Reputation: 2102
I am trying to Migrate one project from GitLab to GitHub. The repository size is 685.83MB and it consists of few .dat,.csv,.exe,.pkl
files which are more than 100MB to 3383.40 MB. it is failing with below errors.
GitLab To GitHub Migration Steps:-
$ git clone --mirror [email protected]:test/my-repo.git
$ cd my-repo.git
$ git remote set-url --push origin [email protected]:test/my-repo.git
$ git push
Error
remote: error: GH001: Large files detected. You may want to try Git Large File Storage - https://git-lfs.github.com.
remote: error: File Src/project/label/file1.dat is 476.32 MB; this exceeds GitHub Enterprise's file size limit of 100.00 MB
remote: error: File Src/models/label/file2.dat is 2431.49 MB; this exceeds GitHub Enterprise's file size limit of 100.00 MB
remote: error: File test/test1/label/model/file3.exe is 1031.94 MB; this exceeds GitHub Enterprise's file size limit of 100.00 MB
remote: error: File test/test2/usecase/filemarker/file3.csv is 997.02 MB; this exceeds GitHub Enterprise's file size limit of 100.00 MB
remote: error: File src/msg/sports/model.pkl is 3383.40 MB; this exceeds GitHub Enterprise's file size limit of 100.00 MB
remote: error: File test/movie/maker/marker.dat is 1373.45 MB; this exceeds GitHub Enterprise's file size limit of 100.00 MB
remote: error: File project/make/level/project/realmaker.csv is 1594.83 MB; this exceeds GitHub Enterprise's file size limit of 100.00 MB
remote: error: File src/moderm/network/test.pkl is 111.07 MB; this exceeds GitHub Enterprise's file size limit of 100.00 MB
Git LFS/BFG Method:
$ git clone --mirror gitlab-heavy-repo
$ cd gitlab-heavy-repo.git
$ java -jar bfg-1.12.5.jar --convert-to-git-lfs '*.dat' --no-blob-protection
$ java -jar bfg-1.12.5.jar --convert-to-git-lfs '*.exe' --no-blob-protection
$ java -jar bfg-1.12.5.jar --convert-to-git-lfs '*.csv' --no-blob-protection
$ java -jar bfg-1.12.5.jar --convert-to-git-lfs '*.pkl' --no-blob-protection
$ git reflog expire --expire=now --all && git gc --prune=now
$ git lfs install
$ git remote set-url origin [email protected]:some-org/githubheavy-repo.git
$ git push
Even after above process, it fails with same error. it seems Git LFS have 2GB Limitation. So tried to remove the above larger files completely from repository. Followed below method to remove.

#####

_Written task 1:_ According to the GitLab-to-GitHub migration post, what file size limit does GitHub Enterprise enforce?

#####

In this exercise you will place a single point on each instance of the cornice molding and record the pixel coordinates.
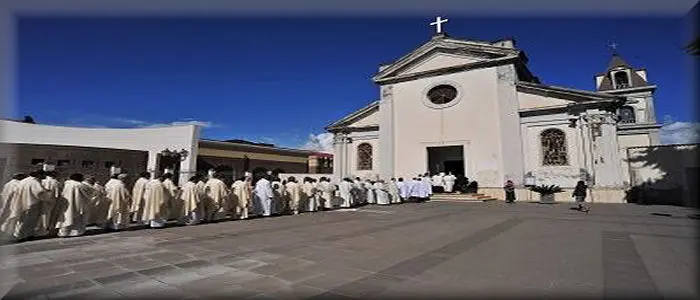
(446, 70)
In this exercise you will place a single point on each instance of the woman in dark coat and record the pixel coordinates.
(579, 195)
(509, 188)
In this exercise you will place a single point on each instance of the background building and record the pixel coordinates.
(93, 151)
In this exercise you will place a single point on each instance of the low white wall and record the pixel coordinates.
(300, 176)
(153, 139)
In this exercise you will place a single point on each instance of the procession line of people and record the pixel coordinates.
(38, 205)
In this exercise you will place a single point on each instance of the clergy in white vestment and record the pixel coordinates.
(119, 198)
(359, 191)
(99, 202)
(309, 195)
(293, 194)
(263, 196)
(371, 194)
(9, 216)
(172, 194)
(449, 182)
(382, 194)
(393, 188)
(31, 197)
(78, 196)
(47, 220)
(345, 188)
(426, 189)
(404, 189)
(241, 195)
(137, 195)
(218, 198)
(414, 189)
(279, 204)
(155, 209)
(327, 192)
(191, 212)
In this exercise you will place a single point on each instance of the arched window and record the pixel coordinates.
(621, 80)
(626, 114)
(364, 156)
(553, 147)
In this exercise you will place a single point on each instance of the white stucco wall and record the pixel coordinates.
(358, 138)
(529, 100)
(471, 123)
(564, 176)
(439, 60)
(153, 140)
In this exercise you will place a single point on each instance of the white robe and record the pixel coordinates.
(191, 212)
(47, 220)
(73, 220)
(118, 195)
(173, 197)
(425, 189)
(393, 188)
(279, 204)
(218, 200)
(263, 197)
(31, 194)
(414, 188)
(309, 197)
(382, 195)
(358, 188)
(10, 201)
(100, 205)
(345, 189)
(137, 196)
(371, 197)
(241, 198)
(437, 181)
(293, 194)
(327, 193)
(155, 204)
(449, 183)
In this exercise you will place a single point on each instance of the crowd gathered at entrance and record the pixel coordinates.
(38, 205)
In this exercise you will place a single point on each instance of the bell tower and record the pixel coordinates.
(637, 115)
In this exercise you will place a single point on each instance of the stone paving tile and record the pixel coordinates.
(411, 250)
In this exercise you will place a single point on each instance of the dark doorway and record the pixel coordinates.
(169, 162)
(446, 159)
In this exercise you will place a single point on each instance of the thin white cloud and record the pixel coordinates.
(680, 133)
(322, 142)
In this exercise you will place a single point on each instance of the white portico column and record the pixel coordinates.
(386, 133)
(338, 156)
(606, 154)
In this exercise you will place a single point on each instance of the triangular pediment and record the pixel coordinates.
(365, 117)
(444, 53)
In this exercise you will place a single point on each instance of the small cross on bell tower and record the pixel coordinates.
(438, 25)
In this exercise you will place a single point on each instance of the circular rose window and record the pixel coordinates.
(442, 94)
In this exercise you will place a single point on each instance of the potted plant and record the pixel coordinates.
(546, 192)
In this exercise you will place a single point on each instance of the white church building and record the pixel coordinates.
(474, 108)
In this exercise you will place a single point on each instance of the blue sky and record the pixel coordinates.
(281, 80)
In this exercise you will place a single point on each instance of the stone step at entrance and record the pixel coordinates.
(463, 197)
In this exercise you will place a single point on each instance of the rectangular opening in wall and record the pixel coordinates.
(446, 159)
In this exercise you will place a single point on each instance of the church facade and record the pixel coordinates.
(473, 108)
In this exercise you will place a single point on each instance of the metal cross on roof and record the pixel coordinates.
(438, 24)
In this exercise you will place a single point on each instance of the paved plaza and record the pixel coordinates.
(428, 250)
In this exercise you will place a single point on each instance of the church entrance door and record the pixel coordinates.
(446, 159)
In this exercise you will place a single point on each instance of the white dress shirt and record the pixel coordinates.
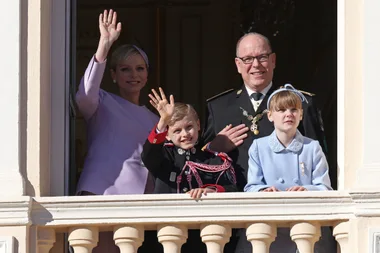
(257, 103)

#####

_Written task 2:_ Which lines in the records contain the word "dark"? Copy each one.

_Complete response 1:_ 100.00 MB

_Complete response 2:_
In this exercise you will place a single point on each instance of the woman in dark coat and record the pixel coordinates.
In this exercise you will place a single point on each instance of the dark doorway and record the pixel coordinates.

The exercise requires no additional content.